• [SHORT PROBLEM]:
In the thread below about asynchronous calls in Flink, what is Spark's asynchronous action feature said to be targeted at?

I see what you mean now. The Akka Streams API is very interesting, in how
they allow async calls.
For Flink, I think you could implement it as a custom source that listens
for the change stream, starts futures to get data from the database and
emits elements when the future completes. I quickly sketched such an
approach:
public static class MyDBSource implements ParallelSourceFunction<String> {
private static final long serialVersionUID = 1L;
private volatile boolean running = true;
@Override
public void run(final SourceContext<String> ctx) throws Exception {
ChangelogConnection log = new ChangelogConnection();
DB db = new DB();
final Object checkpointLock = ctx.getCheckpointLock();
while (running) {
// try and fetch next changelog item
Change change = log.getNextChange();
DB.fetch(change, new Future() {
public void complete(String data) {
synchronized (checkpointLock) {
ctx.collect(data);
}
}
});
}
}
@Override
public void cancel() {
running = false;
}
}
I hope that helps.
-Aljoscha
On Wed, 25 May 2016 at 12:21 Maatary Okouya <[email protected]> wrote:
> Maybe the following can illustrate better what i mean
> http://doc.akka.io/docs/akka/2.4.6/scala/stream/stream-integrations.html#Integrating_with_External_Services
>
> On Wed, May 25, 2016 at 5:16 AM, Aljoscha Krettek <[email protected]>
> wrote:
>
>> Hi,
>> there is no functionality to have asynchronous calls in user functions in
>> Flink.
>>
>> The asynchronous action feature in Spark is also not meant for such
>> things, it is targeted at programs that need to pull all data to the
>> application master. In Flink this is not necessary because you can specify
>> a whole plan of operations before executing them.
>>
>> Cheers,
>> Aljoscha
>>
>> On Tue, 24 May 2016 at 20:43 Maatary Okouya <[email protected]>
>> wrote:
>>
>>> I'm looking for a way to avoid thread starvation in my tasks, by
>>> returning future but i don't see how is that possible.
>>>
>>> Hence i would like to know, how flink handle the case where in your job
>>> you have to perform network calls (I use akka http or spray) or any IO
>>> operation and use the result of it.
>>>
>>> In sparks i see asynchronous action and so on. I don't see any
>>> equivalent in apache flink. How does it works ? is it supported, or the
>>> network call and any io operation have to be synchronous ?
>>>
>>> any help, indication, reads and so on would be appreciated
>>>
>>
>

• [DATA PROVIDED]:

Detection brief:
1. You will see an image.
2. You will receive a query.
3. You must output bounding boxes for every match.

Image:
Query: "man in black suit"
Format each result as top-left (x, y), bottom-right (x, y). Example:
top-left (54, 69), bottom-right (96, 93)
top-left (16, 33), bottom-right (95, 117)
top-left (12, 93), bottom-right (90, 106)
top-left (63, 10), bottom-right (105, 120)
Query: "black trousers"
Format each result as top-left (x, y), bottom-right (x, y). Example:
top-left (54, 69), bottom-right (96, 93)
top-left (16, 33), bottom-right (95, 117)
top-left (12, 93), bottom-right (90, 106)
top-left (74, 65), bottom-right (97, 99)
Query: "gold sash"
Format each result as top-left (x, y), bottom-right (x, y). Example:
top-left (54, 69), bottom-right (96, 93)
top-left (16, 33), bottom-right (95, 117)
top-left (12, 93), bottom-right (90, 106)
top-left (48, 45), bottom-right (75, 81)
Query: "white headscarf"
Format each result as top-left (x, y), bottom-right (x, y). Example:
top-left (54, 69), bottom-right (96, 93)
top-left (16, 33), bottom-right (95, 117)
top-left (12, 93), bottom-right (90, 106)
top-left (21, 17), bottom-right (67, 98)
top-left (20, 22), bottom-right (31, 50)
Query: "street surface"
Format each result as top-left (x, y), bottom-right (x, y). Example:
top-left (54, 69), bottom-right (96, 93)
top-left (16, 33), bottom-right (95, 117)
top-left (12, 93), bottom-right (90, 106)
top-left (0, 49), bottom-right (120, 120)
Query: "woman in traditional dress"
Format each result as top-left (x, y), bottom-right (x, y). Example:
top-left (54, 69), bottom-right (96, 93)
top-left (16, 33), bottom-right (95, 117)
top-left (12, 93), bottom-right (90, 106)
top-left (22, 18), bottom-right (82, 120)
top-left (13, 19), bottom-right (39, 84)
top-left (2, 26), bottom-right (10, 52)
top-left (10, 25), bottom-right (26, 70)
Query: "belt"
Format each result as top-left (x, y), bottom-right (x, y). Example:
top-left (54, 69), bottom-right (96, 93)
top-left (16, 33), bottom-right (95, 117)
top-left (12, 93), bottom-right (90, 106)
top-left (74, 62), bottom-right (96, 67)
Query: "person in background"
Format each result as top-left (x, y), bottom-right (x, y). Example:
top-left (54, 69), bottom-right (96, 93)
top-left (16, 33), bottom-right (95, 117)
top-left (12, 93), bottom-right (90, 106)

• [OUTPUT FOR THIS TASK]:
Programs that need to pull all data to the application master.